▶ Document passage
:::

Kim Hill: Pop, Rock, Country, Inspirational, Worship - A Voice For All Seasons

Saturday 14th April 2007

Mike Rimmer talked at length to one of America's most gifted and distinctive CCM singers, KIM HILL.

Kim Hill
Kim Hill

The recent release of Kim Hill's 'Broken Things' brought back to the public's attention one of the GREAT voices of CCM. I've long been a fan of Kim. In 1990 I was excited to hear that Kim Hill was touring the UK, having fallen in love with her recent album 'Talk About Life'. I scheduled an interview and it being 1990 lugged my heavy old Uher reel to reel recorder to capture 20 minutes of chat with the singer. When I came to see Kim play the concert at Birmingham Christian Centre, she was amazing, filling the venue with her huge, warm, alto voice. However the surprising thing for me at the time was how few people came to the gig! This was a huge, big American CCM star.

Kim was born in 1963 in Starville, Mississippi. Signed to Reunion Records her debut 'Kim Hill' (1988) produced major Christian radio hits with such songs as "Refuge" and "Faithful". Her 1989 album 'Talk About Life' was even more successful producing a number one radio hit in the Wayne Kirkpatrick penned "Testimony" and the classic "Snake In The Grass" while 1993's 'Brave Heart' which Hill joked was essentially a White Heart album with Kim depping as the veteran rock band's lead singer, was acclaimed by some critics as her best album. In 1994 Kim made a pitch at the mainstream country market with her 'So Far, So Good' and though the song "Janie's Gone Fishin'" attracted interest it wasn't a huge hit. By 1997 she was back with Christian music though her Star Song album 'The Fire Again' was more inspirational than the edgy pop of old. Her next album 'Renewing The Heart: For Such A Time As This' won Kim a Dove Award, amazingly Kim's first, as 1999's Praise And Worship Album Of The Year. More projects followed, 'Surrounded By Mercy' in 2003 and 'Hope No Matter What' in 2005 but it's only with the release of 'Broken Things' that this most gifted of singers has returned to top creative form. So does she see the new album as coming full circle? She laughs, "I've decided I'm either just continually lost in my journey or just exploring new and old territory over and over again. I'm not sure which."

:::

▶ Request A
In the records, substitute "largest circle" for "biggest circle" in the part that opens with the line containing "Expected behaviour: for every instance of the man in" and closes with the line containing "x=175 y=146". Give back only that part, with everything else unchanged.
The records are unrelated to the text above.

:::

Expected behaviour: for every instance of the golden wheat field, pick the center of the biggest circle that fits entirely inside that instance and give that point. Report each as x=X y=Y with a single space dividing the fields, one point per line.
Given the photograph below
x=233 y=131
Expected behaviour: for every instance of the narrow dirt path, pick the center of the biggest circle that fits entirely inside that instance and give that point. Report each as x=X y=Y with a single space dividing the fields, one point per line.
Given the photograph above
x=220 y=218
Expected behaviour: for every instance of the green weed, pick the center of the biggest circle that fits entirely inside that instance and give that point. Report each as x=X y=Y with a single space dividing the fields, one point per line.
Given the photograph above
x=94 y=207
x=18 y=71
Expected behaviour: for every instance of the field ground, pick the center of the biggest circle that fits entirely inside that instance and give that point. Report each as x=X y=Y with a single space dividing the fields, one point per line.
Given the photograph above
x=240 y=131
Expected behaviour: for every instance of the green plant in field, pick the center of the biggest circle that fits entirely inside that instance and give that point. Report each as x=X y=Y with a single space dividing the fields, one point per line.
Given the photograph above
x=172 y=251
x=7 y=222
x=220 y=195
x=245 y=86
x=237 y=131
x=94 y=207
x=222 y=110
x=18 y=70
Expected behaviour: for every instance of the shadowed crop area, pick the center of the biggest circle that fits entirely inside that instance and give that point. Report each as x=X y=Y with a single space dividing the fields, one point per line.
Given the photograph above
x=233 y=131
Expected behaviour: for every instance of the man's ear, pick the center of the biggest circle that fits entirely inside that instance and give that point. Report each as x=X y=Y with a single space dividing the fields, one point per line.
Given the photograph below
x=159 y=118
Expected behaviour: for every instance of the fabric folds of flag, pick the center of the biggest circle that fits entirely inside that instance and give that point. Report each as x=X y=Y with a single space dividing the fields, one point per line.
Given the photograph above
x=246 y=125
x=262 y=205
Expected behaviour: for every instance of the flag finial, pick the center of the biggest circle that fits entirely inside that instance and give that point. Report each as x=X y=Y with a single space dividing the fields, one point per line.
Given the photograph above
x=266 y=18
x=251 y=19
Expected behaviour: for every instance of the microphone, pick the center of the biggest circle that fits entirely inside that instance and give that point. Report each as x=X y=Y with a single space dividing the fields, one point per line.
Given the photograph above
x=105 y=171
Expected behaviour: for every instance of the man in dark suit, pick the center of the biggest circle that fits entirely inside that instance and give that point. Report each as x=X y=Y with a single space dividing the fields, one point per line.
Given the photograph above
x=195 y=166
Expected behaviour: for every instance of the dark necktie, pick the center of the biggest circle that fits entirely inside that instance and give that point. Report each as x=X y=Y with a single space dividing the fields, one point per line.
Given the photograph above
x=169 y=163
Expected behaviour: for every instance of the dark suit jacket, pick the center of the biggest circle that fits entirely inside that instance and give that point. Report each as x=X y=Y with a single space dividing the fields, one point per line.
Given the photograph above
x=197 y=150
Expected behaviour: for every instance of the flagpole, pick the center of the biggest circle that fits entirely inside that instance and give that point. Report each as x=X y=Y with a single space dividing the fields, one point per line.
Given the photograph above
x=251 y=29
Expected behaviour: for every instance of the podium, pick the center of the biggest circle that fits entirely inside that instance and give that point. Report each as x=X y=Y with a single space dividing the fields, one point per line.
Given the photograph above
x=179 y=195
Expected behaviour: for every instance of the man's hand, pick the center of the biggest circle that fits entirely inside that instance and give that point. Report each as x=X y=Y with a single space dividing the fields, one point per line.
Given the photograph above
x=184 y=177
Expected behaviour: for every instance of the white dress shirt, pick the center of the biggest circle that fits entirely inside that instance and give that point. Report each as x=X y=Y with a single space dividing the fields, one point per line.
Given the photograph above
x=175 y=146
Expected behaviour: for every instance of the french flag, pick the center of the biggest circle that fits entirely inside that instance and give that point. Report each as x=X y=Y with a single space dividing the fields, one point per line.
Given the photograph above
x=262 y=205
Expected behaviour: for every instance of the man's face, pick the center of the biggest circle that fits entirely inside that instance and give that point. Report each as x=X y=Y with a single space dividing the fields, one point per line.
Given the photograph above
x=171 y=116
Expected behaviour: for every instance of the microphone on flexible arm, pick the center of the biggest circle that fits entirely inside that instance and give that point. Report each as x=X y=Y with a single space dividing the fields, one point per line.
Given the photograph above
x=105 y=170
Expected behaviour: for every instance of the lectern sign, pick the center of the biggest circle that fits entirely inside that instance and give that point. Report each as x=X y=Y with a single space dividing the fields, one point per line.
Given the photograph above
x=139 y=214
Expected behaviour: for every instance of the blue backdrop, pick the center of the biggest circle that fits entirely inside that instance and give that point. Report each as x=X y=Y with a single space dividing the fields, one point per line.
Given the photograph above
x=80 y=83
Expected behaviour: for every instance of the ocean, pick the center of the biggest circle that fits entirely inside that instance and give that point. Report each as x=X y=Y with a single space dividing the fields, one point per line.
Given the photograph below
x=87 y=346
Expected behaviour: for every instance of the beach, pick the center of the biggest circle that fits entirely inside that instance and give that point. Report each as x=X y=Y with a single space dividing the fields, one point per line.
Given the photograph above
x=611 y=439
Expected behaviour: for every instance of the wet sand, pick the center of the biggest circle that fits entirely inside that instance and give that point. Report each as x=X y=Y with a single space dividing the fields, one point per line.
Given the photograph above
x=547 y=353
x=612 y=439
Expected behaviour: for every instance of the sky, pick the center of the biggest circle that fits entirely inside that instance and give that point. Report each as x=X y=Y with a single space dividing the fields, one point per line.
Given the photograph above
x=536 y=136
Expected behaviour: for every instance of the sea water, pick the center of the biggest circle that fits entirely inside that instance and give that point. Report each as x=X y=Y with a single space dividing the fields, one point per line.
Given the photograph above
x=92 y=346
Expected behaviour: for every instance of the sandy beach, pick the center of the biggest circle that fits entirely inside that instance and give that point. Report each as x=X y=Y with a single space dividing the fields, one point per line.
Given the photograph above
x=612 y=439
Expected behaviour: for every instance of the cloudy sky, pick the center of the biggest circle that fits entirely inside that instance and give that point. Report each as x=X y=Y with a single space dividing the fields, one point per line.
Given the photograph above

:::

▶ Request B
According to the Kim Hill profile, why did Hill joke that her 1993 album 'Brave Heart' was essentially a White Heart album?

▶ Correct response A
Expected behaviour: for every instance of the man in dark suit, pick the center of the largest circle that fits entirely inside that instance and give that point. Report each as x=X y=Y with a single space dividing the fields, one point per line.
Given the photograph above
x=195 y=166
Expected behaviour: for every instance of the dark necktie, pick the center of the largest circle that fits entirely inside that instance and give that point. Report each as x=X y=Y with a single space dividing the fields, one point per line.
Given the photograph above
x=169 y=163
Expected behaviour: for every instance of the dark suit jacket, pick the center of the largest circle that fits entirely inside that instance and give that point. Report each as x=X y=Y with a single space dividing the fields, one point per line.
Given the photograph above
x=197 y=150
Expected behaviour: for every instance of the flagpole, pick the center of the largest circle that fits entirely inside that instance and give that point. Report each as x=X y=Y with a single space dividing the fields, one point per line.
Given the photograph above
x=251 y=29
Expected behaviour: for every instance of the podium, pick the center of the largest circle that fits entirely inside that instance and give that point. Report each as x=X y=Y with a single space dividing the fields, one point per line.
Given the photograph above
x=179 y=195
Expected behaviour: for every instance of the man's hand, pick the center of the largest circle that fits entirely inside that instance and give that point. Report each as x=X y=Y with a single space dividing the fields, one point per line.
Given the photograph above
x=184 y=177
Expected behaviour: for every instance of the white dress shirt, pick the center of the largest circle that fits entirely inside that instance and give that point. Report each as x=X y=Y with a single space dividing the fields, one point per line.
Given the photograph above
x=175 y=146

▶ Correct response B
On that album Kim was depping as lead singer for White Heart, the veteran rock band.